矯正治療中は演奏がしづらくなるが、しだいに慣れる
特に、矯正治療を始めたばかりのときは、楽器を吹くと唇の粘膜が痛くなったり、粘膜に装置がこすれて口内炎になってしまうこともあります。しかし、個人差はありますが、練習を重ねるうちに少しずつ慣れていくでしょう。慣れるまでの間は、痛みを感じるようならこまめに休憩をしながら練習したり、周りの仲間や顧問の先生に話をして思い切ってしばらく練習を休むのもひとつの方法で
2 矯正治療方法の種類と選び方
矯正治療には、大きく分けて表側矯正・裏側矯正(舌側矯正)・マウスピース矯正の3つの方法があります。それぞれの特色や、楽器を演奏する上で知っておいた方がよい選び方についてもみていきましょう。
2-1: 表側矯正の場合
表側矯正の場合は、演奏中にブラケットが唇にあたって唇の粘膜が痛くなったり、切れてしまったりする可能性があります。そのような場合は、ホワイトワックスと呼ばれる半透明のカバーでブラケットを覆う方法があります。また、歯並びがととのってきたら専用のプロテクターも使えるので、ある程度治療が進んだらプロテクターを利用するのもよいでしょう。
2-2: 裏側矯正(舌側矯正)の場合
裏側矯正(絶息矯正)の場合は、歯の裏側に装置をつけることになるので、楽器演奏への影響は少なくなります。しかし、歯並びの状態や演奏時の舌の位置によって、装置が舌にあたって演奏しづらく感じる方も少なからずいるようです。
表側矯正・裏側矯正の両方に共通して言えることですが、ブラケットは、なるべく薄くて小さく、角の丸いものを選びましょう。セラミックのブラケットは見た目には目立ちにくいものの、ある程度大きさや厚みがあるので、演奏がしづらくなることも考えられます。見た目を重視するか演奏のしやすさを重視するかは、歯科医とよく相談して決めましょう。
2-3: マウスピース矯正の場合
マウスピース型の矯正装置は自分で着脱することができます。そのため、演奏のときだけ外す、ということも可能です。しかし、マウスピースの1日の装着時間がおよそ20時間必要なので、練習時間の長さや頻度にもよりますが、装着時間が短くなるとそれだけ治療期間が通常よりも伸びる可能性があることも考慮に入れたほうがよいでしょう。
2-4: 複数の装置を使い分ける方法もある
「矯正治療中は1種類の装置しかつけてはいけない」などの決まりはありません。複数の装置を使い分けることで、演奏しやすくなることもあります。たとえば、前歯を舌側に、臼歯は表側にブラケットをつければ、マウスピースやリードが口にあたっても違和感が少なくなり痛みも軽減されるでしょう。

■ 課題の指示: 上の本文で、矯正治療を大きく分けたときの方法として挙げられているものをすべて書き出しなさい。

領域指示データ
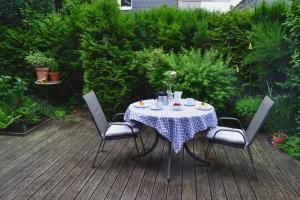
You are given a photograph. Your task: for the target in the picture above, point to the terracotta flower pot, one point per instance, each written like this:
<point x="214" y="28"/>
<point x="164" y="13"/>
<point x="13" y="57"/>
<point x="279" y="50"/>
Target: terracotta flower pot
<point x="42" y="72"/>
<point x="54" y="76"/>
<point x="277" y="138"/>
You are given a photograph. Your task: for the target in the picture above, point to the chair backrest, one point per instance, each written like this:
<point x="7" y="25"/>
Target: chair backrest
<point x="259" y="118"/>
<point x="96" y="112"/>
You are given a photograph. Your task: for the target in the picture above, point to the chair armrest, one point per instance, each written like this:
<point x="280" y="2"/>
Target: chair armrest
--
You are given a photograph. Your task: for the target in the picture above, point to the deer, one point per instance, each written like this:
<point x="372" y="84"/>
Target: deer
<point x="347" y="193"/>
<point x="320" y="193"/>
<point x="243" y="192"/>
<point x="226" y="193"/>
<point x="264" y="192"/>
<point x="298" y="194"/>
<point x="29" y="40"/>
* * *
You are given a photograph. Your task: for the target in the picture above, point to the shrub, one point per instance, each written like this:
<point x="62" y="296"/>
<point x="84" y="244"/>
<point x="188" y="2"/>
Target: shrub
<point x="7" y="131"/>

■ 解答例: 表側矯正、裏側矯正(舌側矯正)、マウスピース矯正